— START PAGE TEXT —

The mistake that Glasser and others are making is to see this only in terms of a “rift between the Democrats’ young and increasingly left-leaning base and an old-fashioned liberal of a President who is turning eighty-one on Monday.” Critics on the left may be the most vocal opponents of Biden’s handling of the war in Gaza, but they are far from the only ones disgusted and appalled by the terrible leadership that they are witnessing.
"It is true that many Democratic supporters of the invasion, including Biden, eventually came around to the view that it was a mistake, but for years the party leadership and most of their contenders for the presidential nomination supported the war and disagreed with Bush only over how he was conducting it. They judged that was the politically “smart” position to take, only to scramble and change course when things started to get even worse in 2005 and 2006."

— END PAGE TEXT —
— START RECORD EXCERPTS —

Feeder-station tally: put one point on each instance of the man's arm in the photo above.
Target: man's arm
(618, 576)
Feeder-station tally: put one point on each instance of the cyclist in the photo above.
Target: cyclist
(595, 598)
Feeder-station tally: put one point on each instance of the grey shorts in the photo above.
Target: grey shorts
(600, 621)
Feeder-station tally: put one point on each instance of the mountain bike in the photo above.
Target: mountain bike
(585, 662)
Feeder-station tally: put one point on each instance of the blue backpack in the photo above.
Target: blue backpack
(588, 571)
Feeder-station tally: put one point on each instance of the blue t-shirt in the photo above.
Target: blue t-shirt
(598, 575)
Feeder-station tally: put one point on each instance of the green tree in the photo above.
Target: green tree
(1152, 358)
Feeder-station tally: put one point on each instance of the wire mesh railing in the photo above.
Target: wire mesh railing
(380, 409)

— END RECORD EXCERPTS —
— START RECORD EXCERPTS —

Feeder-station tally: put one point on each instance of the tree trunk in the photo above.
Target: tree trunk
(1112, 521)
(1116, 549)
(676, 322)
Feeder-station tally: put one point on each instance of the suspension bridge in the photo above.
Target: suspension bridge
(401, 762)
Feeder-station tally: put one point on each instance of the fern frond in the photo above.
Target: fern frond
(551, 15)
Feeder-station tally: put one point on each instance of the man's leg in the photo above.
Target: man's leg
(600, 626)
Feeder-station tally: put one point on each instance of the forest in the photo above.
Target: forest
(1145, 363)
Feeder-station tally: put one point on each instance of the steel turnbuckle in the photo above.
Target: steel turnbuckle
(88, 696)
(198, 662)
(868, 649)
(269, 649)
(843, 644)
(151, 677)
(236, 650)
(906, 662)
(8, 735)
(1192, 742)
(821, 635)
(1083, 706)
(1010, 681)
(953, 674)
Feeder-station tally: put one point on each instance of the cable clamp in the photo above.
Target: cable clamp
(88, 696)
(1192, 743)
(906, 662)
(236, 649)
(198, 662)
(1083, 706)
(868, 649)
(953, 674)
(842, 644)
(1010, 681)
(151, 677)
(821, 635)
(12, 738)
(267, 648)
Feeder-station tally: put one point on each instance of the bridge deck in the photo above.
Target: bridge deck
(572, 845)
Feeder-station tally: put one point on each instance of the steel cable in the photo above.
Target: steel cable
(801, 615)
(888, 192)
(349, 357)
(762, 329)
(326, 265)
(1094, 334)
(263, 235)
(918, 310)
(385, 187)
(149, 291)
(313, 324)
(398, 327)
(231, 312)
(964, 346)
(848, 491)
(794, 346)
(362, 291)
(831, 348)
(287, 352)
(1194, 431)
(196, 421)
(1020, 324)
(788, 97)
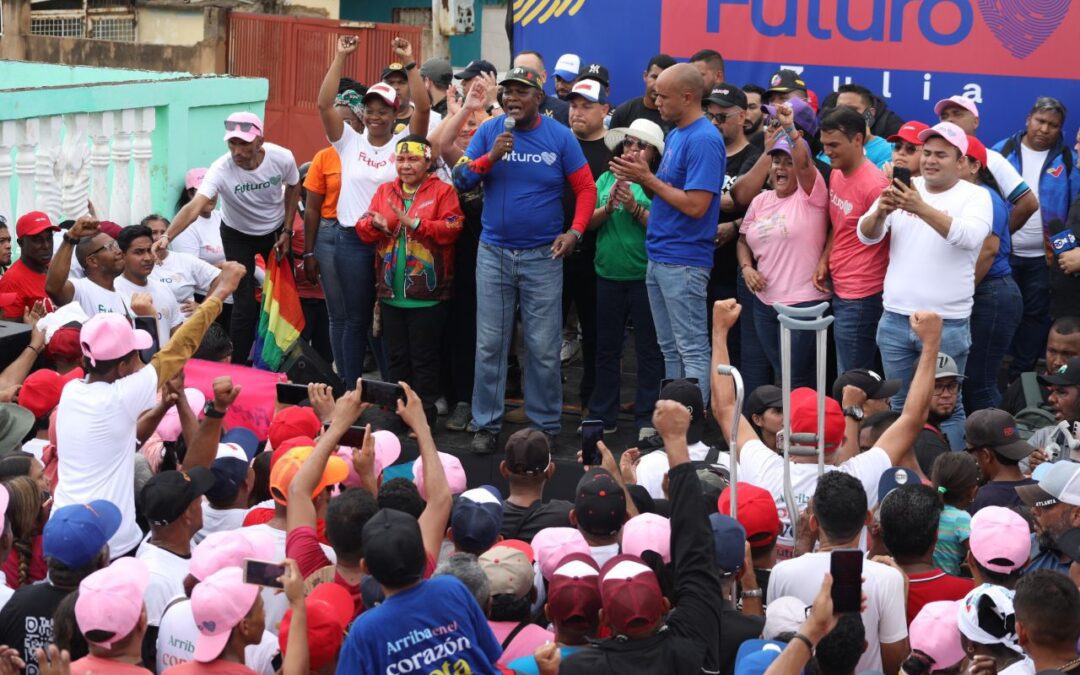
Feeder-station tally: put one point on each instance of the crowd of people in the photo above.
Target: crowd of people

— END RECORD EXCERPTS —

GIVEN INSTRUCTION A.
Answer these from the passage on Biden and war policy:
(i) What age is the President turning on Monday, according to the quoted description?
(ii) On what point alone did the Democratic leadership disagree with Bush about the war?
(iii) In which years did things start to get even worse, leading the party to change course?
GIVEN INSTRUCTION B. Please pick up the passage on Biden and war policy after its final sentence and carry it forward.
Nothing here depends on the entries.

EXERCISE OUTPUT A.
(i) Eighty-one
(ii) How he was conducting the war
(iii) 2005 and 2006

EXERCISE OUTPUT B.
I don't recall any of these born-again converts to peace actually doing anything about the wars once they got power. For that matter, Team D regularly lambasted Trump for not being aggressive enough for their taste (of course, to be fair, if Trump had advocated breathing oxygen, Team D would engage in auto-asphyxiation just to spite the man,)
For that matter, Obama did more to neuter the anti-war movement than anything Dick Chney ever could have done, even if he were made Maximum Leader For Life. Because once Obama inherited the stupid wars (and started a bunch of new stupid wars), criticizing Team D's new love affair with The National Security States was seen as criticism of St. Barack, and that was wrongthink.
Regime Change War Without Exit Strategy. RCWWES?
It’s become such a “go to” policy at this point that it really needs its own acronym. Iraq 2003, Afghanistan 2001, Lebanon 1982 (the US basically got the idea from the Israelis, if only we could give it back for good)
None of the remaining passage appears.